Please set down the line that contains "Can you find the chair" and every line below it through the last, exactly as written, with no other lines.

(Stored data entries)
▼

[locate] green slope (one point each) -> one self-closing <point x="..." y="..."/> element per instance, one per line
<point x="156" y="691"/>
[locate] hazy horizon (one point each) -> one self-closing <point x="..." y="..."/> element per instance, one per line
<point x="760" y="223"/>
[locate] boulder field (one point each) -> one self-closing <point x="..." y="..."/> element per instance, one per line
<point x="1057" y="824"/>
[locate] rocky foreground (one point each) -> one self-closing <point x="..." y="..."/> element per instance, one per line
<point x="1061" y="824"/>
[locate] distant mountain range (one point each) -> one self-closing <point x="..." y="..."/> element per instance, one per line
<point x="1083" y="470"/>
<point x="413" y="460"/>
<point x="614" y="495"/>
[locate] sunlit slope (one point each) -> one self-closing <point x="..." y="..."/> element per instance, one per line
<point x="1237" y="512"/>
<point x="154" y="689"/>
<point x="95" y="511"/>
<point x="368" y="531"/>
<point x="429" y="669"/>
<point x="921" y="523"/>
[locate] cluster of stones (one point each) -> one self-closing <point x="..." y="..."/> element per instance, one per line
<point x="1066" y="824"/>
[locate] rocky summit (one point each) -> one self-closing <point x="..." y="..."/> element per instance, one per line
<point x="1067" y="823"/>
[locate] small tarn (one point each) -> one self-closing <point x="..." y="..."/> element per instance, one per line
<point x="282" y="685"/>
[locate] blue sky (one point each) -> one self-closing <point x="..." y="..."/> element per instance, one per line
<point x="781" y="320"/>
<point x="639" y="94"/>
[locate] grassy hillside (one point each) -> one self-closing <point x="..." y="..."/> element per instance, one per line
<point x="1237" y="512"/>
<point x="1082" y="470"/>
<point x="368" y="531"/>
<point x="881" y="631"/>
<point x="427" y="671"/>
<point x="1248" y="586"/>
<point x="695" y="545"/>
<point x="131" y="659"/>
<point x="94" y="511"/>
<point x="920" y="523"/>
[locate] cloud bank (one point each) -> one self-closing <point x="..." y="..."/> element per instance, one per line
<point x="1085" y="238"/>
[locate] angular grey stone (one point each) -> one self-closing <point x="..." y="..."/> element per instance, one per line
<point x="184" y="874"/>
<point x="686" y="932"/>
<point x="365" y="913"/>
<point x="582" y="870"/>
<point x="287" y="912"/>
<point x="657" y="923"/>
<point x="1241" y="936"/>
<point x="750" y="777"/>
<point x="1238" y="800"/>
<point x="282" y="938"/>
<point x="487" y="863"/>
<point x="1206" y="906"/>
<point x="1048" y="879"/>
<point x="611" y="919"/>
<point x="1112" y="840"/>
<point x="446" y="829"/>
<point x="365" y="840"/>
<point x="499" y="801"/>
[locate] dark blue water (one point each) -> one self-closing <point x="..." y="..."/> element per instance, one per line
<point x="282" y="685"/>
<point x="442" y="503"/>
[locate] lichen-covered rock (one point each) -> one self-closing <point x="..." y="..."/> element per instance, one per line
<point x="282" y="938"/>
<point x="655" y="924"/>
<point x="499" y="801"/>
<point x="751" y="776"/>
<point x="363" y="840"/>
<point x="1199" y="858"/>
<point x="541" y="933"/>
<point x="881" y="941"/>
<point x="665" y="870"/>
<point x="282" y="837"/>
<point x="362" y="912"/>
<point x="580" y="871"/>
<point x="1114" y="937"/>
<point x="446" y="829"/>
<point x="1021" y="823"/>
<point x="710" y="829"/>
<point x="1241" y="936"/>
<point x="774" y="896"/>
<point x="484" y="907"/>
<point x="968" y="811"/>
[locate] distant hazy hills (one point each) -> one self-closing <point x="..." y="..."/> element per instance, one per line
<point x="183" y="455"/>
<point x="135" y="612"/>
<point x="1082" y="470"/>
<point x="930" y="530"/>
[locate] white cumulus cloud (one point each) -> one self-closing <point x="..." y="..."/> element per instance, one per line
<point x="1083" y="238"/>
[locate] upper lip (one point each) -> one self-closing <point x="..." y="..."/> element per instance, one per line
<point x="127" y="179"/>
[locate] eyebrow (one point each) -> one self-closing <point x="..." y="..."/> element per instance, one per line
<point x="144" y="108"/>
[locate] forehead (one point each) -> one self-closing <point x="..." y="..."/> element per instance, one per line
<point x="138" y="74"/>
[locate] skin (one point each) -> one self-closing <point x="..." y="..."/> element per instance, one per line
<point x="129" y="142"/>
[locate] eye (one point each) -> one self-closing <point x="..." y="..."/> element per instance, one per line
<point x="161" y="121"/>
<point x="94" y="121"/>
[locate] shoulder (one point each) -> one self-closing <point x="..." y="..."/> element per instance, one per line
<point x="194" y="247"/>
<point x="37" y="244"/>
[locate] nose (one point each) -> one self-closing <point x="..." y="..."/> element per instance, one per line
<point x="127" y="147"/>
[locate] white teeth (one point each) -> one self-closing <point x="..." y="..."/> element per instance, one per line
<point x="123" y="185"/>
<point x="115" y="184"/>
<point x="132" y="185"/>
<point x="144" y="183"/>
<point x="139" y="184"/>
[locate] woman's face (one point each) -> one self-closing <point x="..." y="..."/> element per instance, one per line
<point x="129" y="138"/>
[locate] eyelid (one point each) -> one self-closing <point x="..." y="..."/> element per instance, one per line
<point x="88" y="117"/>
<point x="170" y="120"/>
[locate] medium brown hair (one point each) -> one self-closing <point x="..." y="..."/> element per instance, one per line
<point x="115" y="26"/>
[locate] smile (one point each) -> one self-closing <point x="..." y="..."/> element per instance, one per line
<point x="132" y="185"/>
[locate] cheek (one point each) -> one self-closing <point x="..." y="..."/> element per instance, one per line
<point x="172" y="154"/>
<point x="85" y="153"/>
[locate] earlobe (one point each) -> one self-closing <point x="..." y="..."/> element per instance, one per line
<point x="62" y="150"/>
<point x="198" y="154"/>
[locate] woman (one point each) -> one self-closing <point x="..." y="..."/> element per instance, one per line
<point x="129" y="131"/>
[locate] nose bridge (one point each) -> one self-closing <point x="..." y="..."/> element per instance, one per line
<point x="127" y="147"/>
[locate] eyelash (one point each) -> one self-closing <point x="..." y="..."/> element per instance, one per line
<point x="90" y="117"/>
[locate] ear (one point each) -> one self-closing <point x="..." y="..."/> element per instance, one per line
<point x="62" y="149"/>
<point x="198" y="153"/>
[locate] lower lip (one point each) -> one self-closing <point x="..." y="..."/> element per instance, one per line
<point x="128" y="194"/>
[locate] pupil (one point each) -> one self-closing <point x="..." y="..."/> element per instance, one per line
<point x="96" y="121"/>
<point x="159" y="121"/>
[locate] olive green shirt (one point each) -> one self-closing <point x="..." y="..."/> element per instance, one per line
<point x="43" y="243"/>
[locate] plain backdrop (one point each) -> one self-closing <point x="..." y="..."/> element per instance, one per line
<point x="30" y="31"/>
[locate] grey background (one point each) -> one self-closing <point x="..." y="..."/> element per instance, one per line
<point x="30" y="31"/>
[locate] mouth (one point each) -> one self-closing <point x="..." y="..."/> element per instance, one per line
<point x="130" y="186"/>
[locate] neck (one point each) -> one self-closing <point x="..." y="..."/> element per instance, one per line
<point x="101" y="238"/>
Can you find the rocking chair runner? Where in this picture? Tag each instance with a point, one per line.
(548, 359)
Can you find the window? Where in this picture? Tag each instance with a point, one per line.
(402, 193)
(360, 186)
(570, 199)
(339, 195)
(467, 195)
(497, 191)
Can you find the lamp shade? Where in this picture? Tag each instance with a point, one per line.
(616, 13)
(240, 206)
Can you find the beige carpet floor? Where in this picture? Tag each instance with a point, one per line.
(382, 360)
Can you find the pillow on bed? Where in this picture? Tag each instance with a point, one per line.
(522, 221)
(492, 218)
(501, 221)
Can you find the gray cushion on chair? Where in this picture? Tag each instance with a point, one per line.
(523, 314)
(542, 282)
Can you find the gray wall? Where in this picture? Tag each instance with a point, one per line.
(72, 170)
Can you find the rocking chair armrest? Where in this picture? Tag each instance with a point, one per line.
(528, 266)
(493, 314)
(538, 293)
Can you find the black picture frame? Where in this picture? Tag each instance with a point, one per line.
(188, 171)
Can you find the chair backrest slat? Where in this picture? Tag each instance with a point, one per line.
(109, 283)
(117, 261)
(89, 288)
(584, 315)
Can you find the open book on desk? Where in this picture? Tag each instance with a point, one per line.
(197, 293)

▲

**Reply**.
Can you find the chair backrest slat? Where in this picture? Tag each instance with a point, one per line.
(109, 283)
(117, 261)
(89, 288)
(584, 315)
Can you find the open book on desk? Where in this picture? Tag each instance with a point, one per line.
(197, 293)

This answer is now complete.